## ИСХОДНЫЙ ТЕКСТ
****************************************

Избыток белых кровяных телец, недостаток красных, и вдобавок одни пожирают других — у Франции лейкемия. Она более не в состоянии ни вести войну, ни сделать революцию. Реформы — пожалуй. И лжец тот, кто предлагает ей что-то иное. Прежде полностью сменить ей кровь.

* * *

Стиль. Осторожнее с формулировками. Они иногда, как гром: удар есть, а вспышки нет.

* * *

В Бухенвальде вновь прибывший французик просит оформляющего его чиновника, тоже заключенного, выслушать его: «Видите ли, дело в том, что мой случай особый: я ни в чем не виноват».

* * *

Раньше я очень любил бродить вдоль моря по пляжу. Но потом пустынные пляжи моей юности превратились в какие-то торговые ряды. И сейчас мне хорошо только посреди океана, там, где перестаешь верить в само существование берегов. Но когда я однажды попал на пляжи Бразилии, я снова понял, что нет для меня большей радости, чем идти, ступая по нетронутому песку, навстречу звучному свету, наполненному свистящим шипением волн.

* * *

Роман. Во время оккупации замечает, до какой степени он стал националистом, по той досаде, которую ощущает, видя бродячего пса, весело бегущего за немецким солдатом.

* * *

Роман. Различные ритмы у разных людей и также различные ритмы у одного и того же человека. Д. положил глаз на одну женщину, но все почему-то медлит. И вдруг звонит ей по телефону, мчится за полторы тысячи километров, ведет ее ужинать, и той же ночью она у него в постели.

* * *

Мы хотим пережить определенные чувства еще до того, как в самом деле их испытаем. Мы же знаем, что они есть. И традиция, и наши современники беспрестанно сообщают нам о них — совершенную, впрочем, чушь. Но мы тем не менее переживаем их, как бы по доверенности. И даже используем — так ни единожды не испытав.

****************************************

## ЗАПИСАННЫЕ ДАННЫЕ
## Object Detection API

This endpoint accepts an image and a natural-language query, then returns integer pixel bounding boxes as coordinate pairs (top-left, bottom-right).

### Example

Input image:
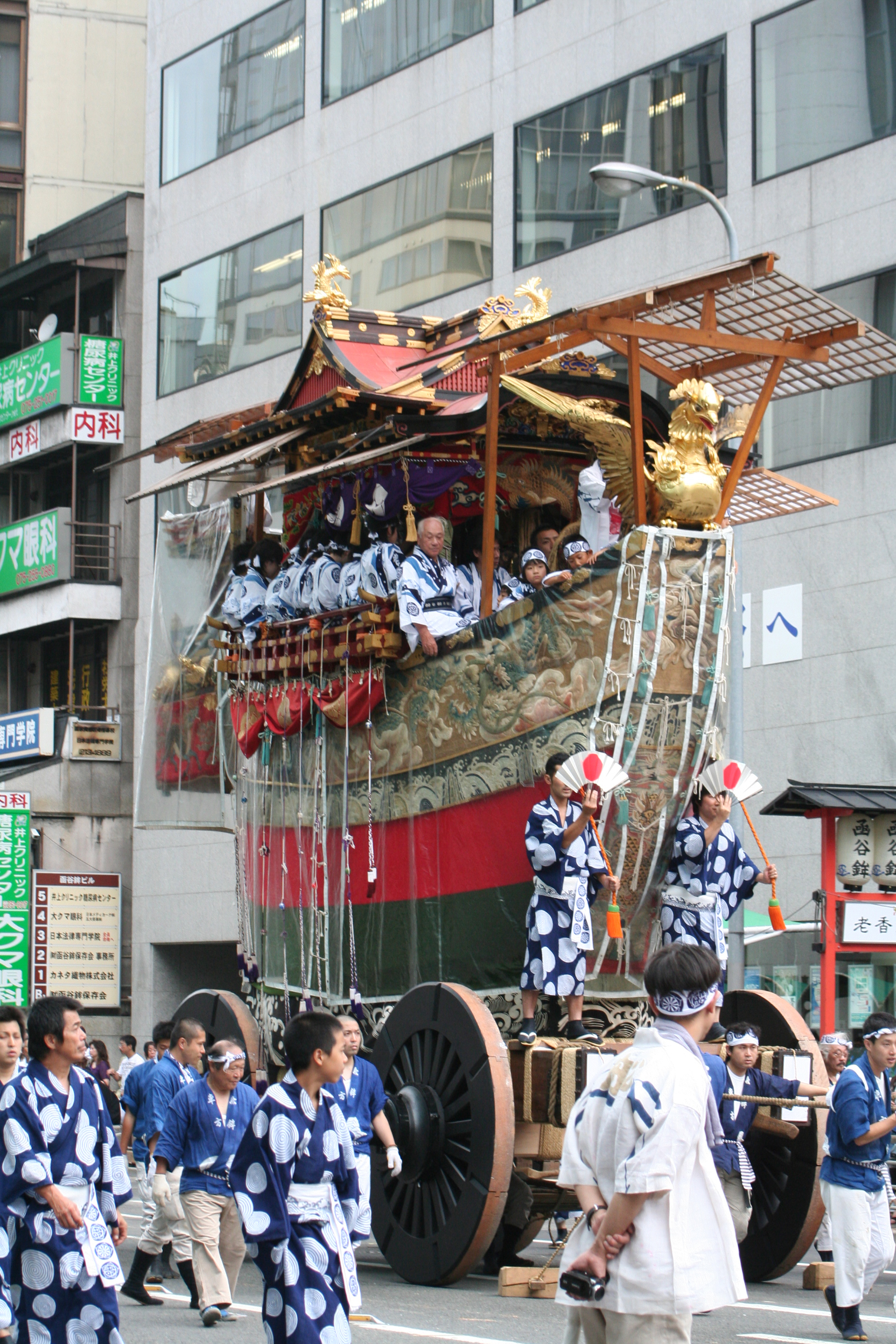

****************************************

## ЧТО СДЕЛАТЬ
**a)** Назовите все географические названия, которые встречаются в исходном тексте.
**b)** Ответьте по исходному тексту на вопросы:
(i) На что Франция, по тексту, еще пожалуй способна?
(ii) С чем сравниваются формулировки в записи о стиле?
(iii) Где рассказчику теперь хорошо только?
**c)** Продолжите исходный текст новой записью после его последней фразы.

## ОТВЕТЫ
**a)** Франция, Бухенвальд, Бразилия.

**b)**
(i) На реформы.
(ii) С громом: удар есть, а вспышки нет.
(iii) Посреди океана, там, где перестаешь верить в само существование берегов.

**c)**
* * *

От того, чтобы окончательно упасть духом, меня неизменно спасало то, что я не переставал, за неимением лучшего, верить в свою «звезду». Но теперь я больше не верю в нее.

* * *

Трагедия не в том, что ты один, а в том, что ты не можешь быть один. Иногда, кажется, я отдал бы все на свете, лишь бы не иметь никаких связей с миром людей. Но я часть этого мира, а значит, мужественнее всего — принять его, и трагедию с ним вместе.

* * *

Прогресс в материальном положении неизбежно и в весьма значительной степени делает человека лучше. Но за известным пределом, когда приходит богатство, он становится вреден. На этом-то рубеже и балансирует мораль.

* * *

Кто замолвит слово за нас? Наши произведения. Увы! Кто же тогда? Никто, никто, кроме немногих наших друзей, кто видел нас в минуту самоотречения, когда всю душу отдаешь другому. То есть кроме тех, кто нас любит. Но любовь есть молчание: каждый человек умирает неизвестным.

* * *

Сентябрь 52-го. Полемика с Т. М. Постоянные нападки: «Ар», «Карфур», «Ривароль». Париж — это джунгли, но хищники здешние больно невзрачны.

* * *

Духоборы. По-русски, те, кто духом борются.

* * *

Собственность — это убийство.

* * *

Практическая мораль.

Никогда не обращаться в суды.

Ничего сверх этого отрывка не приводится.